===== PASSAGE PROVIDED
If it turns out that AI-generated data does work and there are no notable consequences for using AI-generated data to train models, then you have unlimited training data. Right? Just use ChatGPT! If all of humanity produced a billion pages of text, I don’t know what the actual number is, then at a press of a button, ChatGPT can produce more.
And you just feed an endless firehose of AI-generated text of all kinds that looks and feels like human text but isn’t, right into the AI model.
AI training AI.
So this synthetic training data thing is in fact what researchers are doing with MAI-1. And so did Meta researchers with Llama 3. In both cases, part of the training data, not the whole thing, but part of it, will be AI-generated. And as we saw with Llama 3, the performance is very good, very competitive with the leading models.
The larger effect is kinda crazy: if we have all the ingredients for AI to basically endlessly improve on itself…well I’ll leave that for another episode.
The MAI-1 efforts are being led by Mustafa Suleyman, the CEO of Microsoft’s consumer AI division. Suleyman used to be CEO of Inflection AI and co-founder of DeepMind, the AI lab that eventually got acquired by Google and is now Google’s primary AI research center.
==========
===== INFORMATION SHOWN
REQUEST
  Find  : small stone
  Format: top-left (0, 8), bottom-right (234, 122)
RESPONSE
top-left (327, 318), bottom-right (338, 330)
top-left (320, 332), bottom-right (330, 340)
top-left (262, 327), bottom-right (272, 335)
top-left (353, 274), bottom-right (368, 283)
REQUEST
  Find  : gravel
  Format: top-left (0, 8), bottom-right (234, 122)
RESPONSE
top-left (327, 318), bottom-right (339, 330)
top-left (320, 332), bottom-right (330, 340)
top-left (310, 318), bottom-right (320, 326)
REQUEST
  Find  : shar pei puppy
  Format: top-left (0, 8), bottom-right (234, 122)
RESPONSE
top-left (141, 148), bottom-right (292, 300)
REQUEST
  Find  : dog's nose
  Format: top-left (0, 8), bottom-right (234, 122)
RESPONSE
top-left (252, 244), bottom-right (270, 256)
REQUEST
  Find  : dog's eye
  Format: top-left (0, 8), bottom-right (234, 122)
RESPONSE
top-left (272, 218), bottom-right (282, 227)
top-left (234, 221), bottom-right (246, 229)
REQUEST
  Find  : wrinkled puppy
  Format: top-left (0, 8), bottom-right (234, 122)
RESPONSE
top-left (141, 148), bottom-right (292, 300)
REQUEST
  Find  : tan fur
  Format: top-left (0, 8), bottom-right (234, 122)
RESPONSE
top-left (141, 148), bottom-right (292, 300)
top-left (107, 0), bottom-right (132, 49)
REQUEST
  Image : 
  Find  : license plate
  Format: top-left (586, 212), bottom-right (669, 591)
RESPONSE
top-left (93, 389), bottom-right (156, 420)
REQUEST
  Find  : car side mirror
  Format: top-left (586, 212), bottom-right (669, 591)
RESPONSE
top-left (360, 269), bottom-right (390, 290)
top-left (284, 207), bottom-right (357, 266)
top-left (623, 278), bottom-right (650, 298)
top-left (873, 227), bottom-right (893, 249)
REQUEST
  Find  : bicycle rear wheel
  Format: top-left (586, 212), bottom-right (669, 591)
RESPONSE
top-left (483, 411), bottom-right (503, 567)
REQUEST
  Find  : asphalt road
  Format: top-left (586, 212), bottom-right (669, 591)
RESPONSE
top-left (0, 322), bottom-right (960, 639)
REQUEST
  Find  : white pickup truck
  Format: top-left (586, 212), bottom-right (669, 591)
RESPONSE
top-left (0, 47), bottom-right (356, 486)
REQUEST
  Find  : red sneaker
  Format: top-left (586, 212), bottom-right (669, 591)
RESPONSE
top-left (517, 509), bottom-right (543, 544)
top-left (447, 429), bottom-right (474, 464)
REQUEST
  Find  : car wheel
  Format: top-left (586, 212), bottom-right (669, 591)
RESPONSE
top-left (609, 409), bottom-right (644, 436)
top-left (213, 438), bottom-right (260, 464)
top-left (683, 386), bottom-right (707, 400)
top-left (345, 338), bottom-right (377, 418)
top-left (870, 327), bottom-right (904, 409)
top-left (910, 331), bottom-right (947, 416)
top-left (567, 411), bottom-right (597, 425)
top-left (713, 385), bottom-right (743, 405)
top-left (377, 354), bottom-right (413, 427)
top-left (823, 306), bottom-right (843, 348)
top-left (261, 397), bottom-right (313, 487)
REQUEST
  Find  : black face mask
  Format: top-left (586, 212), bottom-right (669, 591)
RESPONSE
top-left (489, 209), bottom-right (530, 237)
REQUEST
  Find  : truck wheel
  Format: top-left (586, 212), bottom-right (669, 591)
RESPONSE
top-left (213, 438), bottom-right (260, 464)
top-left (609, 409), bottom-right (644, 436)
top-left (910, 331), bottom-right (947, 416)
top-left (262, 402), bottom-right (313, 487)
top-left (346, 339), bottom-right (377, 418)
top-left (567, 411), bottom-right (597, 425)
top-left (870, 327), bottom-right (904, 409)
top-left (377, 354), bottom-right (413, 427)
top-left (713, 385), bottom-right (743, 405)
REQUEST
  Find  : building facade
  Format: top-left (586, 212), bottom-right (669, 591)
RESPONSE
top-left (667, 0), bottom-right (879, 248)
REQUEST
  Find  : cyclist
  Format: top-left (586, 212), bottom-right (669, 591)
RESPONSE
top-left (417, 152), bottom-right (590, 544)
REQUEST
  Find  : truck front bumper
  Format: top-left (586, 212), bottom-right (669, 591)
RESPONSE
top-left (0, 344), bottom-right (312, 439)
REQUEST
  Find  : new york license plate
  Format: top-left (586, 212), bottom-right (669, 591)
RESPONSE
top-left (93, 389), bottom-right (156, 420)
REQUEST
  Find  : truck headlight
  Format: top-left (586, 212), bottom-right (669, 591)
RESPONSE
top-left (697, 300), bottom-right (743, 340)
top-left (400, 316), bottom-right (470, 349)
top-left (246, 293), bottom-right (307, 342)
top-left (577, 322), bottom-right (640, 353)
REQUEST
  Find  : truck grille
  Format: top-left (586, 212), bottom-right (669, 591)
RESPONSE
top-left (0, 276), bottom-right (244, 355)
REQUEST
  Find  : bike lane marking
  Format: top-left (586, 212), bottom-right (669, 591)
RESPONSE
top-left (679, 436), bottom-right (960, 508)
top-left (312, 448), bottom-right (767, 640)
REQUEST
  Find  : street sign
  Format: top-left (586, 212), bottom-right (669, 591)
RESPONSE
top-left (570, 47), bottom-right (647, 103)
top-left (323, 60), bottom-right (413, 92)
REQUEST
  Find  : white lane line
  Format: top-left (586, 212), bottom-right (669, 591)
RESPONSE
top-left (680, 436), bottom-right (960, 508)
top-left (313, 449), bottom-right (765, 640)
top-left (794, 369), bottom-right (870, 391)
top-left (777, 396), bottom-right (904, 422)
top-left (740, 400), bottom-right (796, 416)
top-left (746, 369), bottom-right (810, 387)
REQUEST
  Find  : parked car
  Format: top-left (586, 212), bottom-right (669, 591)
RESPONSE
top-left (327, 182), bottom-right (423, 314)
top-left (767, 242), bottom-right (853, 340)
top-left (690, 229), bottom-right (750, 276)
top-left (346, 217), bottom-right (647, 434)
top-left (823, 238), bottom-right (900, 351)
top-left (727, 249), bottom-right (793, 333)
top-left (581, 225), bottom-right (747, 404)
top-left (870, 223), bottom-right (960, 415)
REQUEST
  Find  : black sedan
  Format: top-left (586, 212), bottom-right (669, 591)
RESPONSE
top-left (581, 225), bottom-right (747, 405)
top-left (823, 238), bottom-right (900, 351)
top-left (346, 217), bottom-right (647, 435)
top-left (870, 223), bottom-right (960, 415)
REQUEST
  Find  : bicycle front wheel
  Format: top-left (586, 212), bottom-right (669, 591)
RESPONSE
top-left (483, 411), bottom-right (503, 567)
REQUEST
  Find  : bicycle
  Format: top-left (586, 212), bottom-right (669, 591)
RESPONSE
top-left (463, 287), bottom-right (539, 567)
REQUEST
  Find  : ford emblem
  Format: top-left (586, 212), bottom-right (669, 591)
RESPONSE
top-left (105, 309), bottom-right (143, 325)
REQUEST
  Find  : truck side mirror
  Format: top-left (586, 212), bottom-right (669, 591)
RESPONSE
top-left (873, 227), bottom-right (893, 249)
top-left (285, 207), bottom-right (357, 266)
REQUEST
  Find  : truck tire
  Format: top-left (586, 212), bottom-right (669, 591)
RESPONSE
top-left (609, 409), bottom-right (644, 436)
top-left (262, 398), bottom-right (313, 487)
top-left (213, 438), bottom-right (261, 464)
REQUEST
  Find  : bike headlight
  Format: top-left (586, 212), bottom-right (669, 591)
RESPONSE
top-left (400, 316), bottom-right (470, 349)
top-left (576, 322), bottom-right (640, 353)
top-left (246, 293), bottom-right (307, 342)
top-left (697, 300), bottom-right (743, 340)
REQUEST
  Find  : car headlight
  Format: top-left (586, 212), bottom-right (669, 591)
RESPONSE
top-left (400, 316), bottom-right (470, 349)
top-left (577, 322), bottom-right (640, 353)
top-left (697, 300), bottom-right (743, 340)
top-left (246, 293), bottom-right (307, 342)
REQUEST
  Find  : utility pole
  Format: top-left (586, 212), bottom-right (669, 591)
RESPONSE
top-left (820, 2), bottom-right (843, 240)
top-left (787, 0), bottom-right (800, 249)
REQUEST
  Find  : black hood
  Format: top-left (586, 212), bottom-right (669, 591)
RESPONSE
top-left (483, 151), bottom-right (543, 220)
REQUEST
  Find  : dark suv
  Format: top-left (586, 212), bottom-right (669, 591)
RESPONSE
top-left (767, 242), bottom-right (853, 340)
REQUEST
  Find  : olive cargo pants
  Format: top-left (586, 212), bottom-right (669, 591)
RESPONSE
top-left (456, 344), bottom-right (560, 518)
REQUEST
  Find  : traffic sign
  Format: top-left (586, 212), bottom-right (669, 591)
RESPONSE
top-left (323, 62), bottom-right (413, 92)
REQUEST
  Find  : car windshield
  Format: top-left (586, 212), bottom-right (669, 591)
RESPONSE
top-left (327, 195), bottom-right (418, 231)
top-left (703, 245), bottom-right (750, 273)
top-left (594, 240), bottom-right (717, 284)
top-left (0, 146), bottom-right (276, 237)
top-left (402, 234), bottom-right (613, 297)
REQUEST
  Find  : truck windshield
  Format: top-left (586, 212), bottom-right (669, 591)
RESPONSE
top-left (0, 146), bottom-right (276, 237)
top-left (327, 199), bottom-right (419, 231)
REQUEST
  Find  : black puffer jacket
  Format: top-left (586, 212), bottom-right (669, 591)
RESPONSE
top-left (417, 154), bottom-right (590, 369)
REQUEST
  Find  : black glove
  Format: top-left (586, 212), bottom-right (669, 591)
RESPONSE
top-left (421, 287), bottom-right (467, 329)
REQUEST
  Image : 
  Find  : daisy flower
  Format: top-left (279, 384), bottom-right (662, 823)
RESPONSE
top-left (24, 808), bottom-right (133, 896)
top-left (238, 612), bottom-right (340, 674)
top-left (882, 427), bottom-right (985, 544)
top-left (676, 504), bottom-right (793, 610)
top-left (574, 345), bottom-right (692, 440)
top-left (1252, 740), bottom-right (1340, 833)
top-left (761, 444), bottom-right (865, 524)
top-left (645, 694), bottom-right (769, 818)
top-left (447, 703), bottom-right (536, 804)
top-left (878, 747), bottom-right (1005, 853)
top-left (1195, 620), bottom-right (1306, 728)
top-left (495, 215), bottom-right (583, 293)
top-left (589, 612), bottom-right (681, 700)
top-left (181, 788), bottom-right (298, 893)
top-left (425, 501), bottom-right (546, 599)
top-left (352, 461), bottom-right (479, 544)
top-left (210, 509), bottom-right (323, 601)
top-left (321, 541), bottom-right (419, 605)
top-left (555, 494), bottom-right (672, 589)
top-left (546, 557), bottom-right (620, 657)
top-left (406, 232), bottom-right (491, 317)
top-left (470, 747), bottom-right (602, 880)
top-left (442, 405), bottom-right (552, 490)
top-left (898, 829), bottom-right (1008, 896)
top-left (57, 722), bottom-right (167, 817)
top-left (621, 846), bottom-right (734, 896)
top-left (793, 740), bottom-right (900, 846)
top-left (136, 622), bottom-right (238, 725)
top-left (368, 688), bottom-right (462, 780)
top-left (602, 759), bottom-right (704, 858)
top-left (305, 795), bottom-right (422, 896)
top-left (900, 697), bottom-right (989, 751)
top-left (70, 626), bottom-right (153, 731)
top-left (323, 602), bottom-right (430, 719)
==========
→ **TASKS TO COMPLETE**
**A.** According to the passage on AI-generated training data, who is leading the MAI-1 efforts?
**B.** According to the passage on AI-generated training data, why would training data become unlimited if AI-generated data works without notable consequences?
**C.** List every company or organization named in the passage on AI-generated training data.
The records were taken from a source unrelated to the passage on AI-generated training data.

→ **SOLUTIONS BELOW**
**A.** Mustafa Suleyman, the CEO of Microsoft's consumer AI division, is leading them.

**B.** ChatGPT can produce more text at the press of a button, even beyond the billion pages all of humanity might have produced. That text could be fed into AI models as an endless firehose of data that looks and feels like human text.

**C.** Microsoft, Meta, Inflection AI, DeepMind, Google